PROVIDED RECORDS:
--
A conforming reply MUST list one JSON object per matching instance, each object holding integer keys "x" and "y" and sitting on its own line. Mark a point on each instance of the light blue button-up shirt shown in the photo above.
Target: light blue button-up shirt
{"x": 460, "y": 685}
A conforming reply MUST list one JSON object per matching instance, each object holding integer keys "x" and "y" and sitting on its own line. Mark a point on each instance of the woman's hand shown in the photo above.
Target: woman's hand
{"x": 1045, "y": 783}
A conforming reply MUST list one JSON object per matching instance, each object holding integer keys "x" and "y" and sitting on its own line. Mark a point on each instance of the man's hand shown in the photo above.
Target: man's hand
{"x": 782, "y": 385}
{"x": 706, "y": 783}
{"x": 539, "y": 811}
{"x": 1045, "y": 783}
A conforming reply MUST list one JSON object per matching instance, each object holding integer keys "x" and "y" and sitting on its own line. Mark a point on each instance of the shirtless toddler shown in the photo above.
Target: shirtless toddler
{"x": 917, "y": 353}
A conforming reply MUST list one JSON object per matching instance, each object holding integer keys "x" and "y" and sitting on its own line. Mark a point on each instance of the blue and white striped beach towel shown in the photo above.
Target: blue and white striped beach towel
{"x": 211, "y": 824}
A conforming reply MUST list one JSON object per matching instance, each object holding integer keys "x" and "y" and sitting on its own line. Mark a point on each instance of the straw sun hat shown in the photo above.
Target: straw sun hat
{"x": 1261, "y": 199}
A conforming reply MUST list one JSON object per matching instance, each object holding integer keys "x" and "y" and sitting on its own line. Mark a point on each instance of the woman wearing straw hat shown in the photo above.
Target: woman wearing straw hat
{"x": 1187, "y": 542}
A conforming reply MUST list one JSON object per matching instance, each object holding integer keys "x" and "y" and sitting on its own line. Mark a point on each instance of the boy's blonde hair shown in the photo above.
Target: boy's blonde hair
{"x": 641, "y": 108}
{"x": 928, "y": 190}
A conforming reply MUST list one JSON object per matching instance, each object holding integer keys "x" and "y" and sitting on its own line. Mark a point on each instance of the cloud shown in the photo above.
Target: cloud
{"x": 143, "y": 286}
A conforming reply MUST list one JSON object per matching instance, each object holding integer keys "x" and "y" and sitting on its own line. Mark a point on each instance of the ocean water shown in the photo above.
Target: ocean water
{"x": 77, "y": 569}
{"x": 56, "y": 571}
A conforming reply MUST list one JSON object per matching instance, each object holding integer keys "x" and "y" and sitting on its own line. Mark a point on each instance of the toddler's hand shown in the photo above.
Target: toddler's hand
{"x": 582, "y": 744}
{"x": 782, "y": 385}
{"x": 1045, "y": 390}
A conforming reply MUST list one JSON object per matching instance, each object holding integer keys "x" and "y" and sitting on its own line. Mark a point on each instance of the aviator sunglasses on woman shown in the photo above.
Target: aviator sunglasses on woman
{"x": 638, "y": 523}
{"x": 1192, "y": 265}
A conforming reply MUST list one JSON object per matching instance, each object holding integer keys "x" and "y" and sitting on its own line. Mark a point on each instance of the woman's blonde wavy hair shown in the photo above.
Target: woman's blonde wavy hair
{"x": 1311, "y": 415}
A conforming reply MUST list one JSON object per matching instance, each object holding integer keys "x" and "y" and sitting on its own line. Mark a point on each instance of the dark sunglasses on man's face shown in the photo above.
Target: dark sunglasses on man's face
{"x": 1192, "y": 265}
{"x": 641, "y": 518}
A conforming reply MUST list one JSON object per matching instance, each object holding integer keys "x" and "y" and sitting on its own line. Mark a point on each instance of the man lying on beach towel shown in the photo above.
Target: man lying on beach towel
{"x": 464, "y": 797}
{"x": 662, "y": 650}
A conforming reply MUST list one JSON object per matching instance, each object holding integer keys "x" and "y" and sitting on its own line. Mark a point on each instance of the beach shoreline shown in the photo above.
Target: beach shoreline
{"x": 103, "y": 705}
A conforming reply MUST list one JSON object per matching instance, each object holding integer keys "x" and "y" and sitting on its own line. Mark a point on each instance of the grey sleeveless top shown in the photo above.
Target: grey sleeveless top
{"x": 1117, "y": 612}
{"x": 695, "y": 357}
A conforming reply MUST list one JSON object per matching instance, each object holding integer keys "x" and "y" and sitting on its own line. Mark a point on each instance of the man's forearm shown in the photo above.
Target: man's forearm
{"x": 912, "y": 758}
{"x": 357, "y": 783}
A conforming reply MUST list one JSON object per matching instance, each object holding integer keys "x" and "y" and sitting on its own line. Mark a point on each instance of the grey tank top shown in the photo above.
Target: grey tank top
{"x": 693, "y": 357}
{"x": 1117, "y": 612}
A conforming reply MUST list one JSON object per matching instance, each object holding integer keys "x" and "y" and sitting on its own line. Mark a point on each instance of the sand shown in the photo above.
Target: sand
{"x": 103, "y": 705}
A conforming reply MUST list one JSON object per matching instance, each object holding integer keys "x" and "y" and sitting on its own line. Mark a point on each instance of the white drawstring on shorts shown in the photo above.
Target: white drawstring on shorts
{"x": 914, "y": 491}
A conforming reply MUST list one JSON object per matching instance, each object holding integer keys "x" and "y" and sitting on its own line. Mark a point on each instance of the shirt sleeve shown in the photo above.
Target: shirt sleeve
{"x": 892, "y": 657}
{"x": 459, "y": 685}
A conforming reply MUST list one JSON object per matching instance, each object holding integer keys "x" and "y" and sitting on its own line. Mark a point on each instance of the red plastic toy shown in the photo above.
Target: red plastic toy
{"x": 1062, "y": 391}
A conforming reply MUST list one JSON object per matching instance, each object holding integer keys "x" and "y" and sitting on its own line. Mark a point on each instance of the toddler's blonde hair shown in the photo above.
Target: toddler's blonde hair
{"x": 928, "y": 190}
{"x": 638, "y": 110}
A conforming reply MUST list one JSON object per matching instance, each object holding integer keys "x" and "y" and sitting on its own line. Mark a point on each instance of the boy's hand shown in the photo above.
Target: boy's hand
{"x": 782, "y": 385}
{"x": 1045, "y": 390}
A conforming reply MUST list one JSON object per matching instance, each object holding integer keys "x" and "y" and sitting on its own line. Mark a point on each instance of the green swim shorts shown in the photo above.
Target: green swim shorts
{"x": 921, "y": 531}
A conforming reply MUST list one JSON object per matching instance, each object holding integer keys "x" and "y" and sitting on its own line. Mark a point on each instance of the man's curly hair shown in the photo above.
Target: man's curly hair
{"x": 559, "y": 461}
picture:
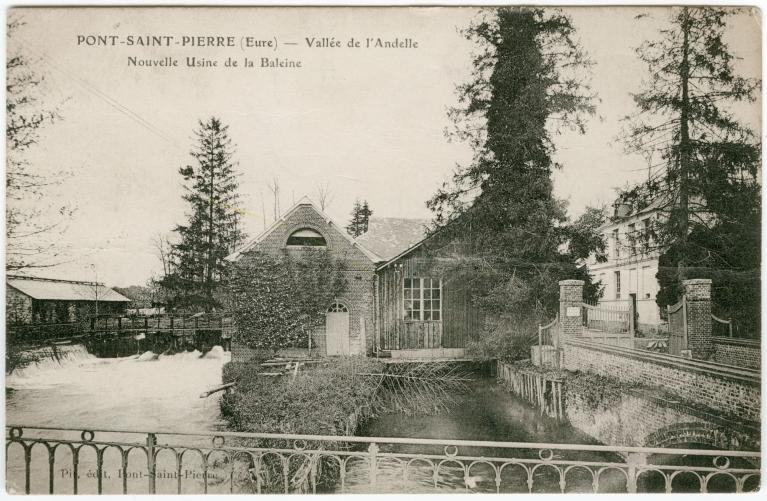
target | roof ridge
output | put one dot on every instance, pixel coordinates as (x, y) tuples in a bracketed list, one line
[(45, 279)]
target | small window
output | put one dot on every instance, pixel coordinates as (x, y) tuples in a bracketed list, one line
[(306, 238), (338, 308), (422, 299)]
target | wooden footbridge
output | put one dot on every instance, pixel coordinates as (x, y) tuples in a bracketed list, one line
[(216, 329)]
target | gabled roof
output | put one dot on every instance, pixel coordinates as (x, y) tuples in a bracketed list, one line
[(63, 290), (390, 236), (305, 201)]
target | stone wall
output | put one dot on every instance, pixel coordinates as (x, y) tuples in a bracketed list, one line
[(638, 418), (728, 390), (738, 352), (359, 273), (18, 306)]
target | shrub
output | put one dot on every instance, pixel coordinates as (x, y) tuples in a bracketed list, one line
[(503, 340), (277, 301), (325, 399)]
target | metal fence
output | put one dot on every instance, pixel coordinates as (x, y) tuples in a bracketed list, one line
[(548, 344), (677, 328), (112, 461), (610, 320), (721, 327)]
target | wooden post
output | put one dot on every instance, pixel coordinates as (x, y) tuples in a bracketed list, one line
[(684, 322), (556, 343), (151, 442), (540, 346)]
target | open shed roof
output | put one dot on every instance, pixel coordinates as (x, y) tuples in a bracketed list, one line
[(64, 290)]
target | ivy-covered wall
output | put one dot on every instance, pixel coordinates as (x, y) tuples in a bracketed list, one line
[(359, 272)]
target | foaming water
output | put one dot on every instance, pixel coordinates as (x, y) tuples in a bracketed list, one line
[(136, 392)]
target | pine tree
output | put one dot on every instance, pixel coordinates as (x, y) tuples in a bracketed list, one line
[(528, 83), (213, 229), (33, 224), (360, 218), (706, 187)]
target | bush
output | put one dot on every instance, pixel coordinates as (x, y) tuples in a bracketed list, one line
[(503, 341), (324, 399), (277, 301)]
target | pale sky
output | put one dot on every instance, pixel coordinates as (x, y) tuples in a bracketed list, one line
[(369, 123)]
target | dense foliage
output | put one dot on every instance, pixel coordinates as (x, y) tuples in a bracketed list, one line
[(277, 301), (706, 185), (329, 399), (360, 217), (213, 229), (514, 236), (33, 222)]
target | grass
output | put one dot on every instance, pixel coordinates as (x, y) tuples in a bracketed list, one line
[(324, 399)]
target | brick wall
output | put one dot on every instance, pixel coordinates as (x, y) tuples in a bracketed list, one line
[(724, 389), (359, 274), (635, 419), (570, 299), (738, 352)]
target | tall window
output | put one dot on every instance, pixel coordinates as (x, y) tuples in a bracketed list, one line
[(423, 299), (646, 227)]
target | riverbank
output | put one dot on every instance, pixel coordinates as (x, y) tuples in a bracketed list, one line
[(328, 398)]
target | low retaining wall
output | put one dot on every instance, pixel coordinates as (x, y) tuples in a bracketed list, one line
[(542, 390), (738, 352), (730, 390)]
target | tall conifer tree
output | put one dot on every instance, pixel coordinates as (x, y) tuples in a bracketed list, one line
[(213, 229), (529, 82), (706, 185)]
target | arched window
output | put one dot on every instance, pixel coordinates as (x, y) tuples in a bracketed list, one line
[(306, 238), (338, 308)]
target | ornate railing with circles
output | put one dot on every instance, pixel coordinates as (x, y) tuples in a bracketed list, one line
[(57, 460)]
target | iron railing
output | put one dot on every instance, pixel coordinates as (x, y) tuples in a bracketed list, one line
[(677, 328), (608, 320), (718, 324), (548, 344), (58, 460)]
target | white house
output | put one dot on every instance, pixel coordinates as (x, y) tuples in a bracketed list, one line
[(631, 266)]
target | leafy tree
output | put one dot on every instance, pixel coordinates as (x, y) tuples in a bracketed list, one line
[(31, 222), (358, 225), (277, 301), (213, 229), (529, 82), (706, 189)]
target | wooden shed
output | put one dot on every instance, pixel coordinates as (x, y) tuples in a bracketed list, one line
[(421, 312)]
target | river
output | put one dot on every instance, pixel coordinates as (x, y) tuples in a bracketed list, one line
[(146, 392), (127, 392)]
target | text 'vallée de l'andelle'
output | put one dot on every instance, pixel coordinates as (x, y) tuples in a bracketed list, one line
[(242, 42)]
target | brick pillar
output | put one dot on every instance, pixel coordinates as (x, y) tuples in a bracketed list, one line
[(570, 297), (697, 293)]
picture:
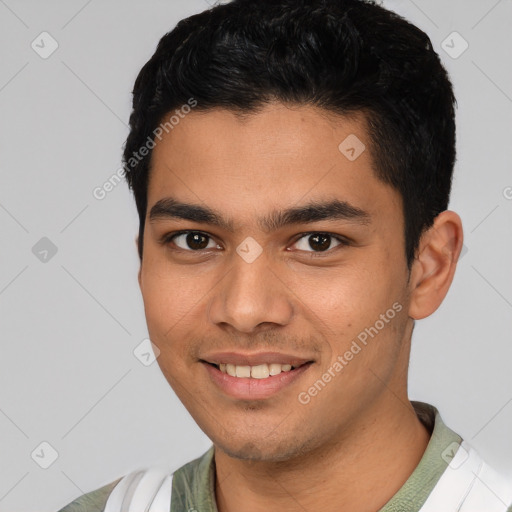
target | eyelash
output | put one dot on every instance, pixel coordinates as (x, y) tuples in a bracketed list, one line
[(343, 242)]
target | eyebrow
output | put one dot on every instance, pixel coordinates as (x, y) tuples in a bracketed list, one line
[(170, 208)]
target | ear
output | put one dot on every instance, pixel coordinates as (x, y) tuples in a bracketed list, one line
[(139, 277), (434, 266)]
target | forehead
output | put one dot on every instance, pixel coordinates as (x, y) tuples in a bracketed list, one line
[(275, 158)]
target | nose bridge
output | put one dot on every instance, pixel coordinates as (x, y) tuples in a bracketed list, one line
[(251, 295)]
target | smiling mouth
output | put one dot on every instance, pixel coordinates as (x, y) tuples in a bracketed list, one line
[(260, 371)]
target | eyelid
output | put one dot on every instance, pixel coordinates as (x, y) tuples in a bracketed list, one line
[(343, 241), (167, 238)]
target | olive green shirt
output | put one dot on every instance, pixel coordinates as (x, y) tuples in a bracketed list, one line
[(193, 486)]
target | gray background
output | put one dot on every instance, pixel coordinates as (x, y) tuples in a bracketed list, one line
[(70, 323)]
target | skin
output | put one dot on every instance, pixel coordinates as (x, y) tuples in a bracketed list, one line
[(278, 453)]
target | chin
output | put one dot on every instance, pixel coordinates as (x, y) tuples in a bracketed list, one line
[(263, 450)]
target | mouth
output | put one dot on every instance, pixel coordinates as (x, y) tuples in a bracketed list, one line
[(260, 371), (245, 381)]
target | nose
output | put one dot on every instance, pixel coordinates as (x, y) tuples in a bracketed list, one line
[(251, 298)]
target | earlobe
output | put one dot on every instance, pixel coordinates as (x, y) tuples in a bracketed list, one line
[(434, 267)]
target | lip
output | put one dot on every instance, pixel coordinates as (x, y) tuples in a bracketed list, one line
[(241, 359), (254, 389)]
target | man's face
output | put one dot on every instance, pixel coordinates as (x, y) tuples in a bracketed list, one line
[(253, 286)]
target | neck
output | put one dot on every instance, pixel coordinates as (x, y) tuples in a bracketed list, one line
[(344, 476)]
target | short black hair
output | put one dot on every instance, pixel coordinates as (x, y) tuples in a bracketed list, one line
[(344, 56)]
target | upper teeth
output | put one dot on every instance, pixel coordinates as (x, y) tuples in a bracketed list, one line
[(261, 371)]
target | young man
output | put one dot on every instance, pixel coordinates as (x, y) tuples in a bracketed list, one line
[(291, 163)]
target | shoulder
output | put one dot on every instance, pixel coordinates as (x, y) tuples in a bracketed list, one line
[(93, 501)]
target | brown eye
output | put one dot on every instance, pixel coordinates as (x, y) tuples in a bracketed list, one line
[(193, 241), (318, 242)]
--
ACTIVITY: Could you filter the entries above for lines holding the string "railing" and copy them?

TASK ANSWER:
target | ornate railing with circles
target | iron railing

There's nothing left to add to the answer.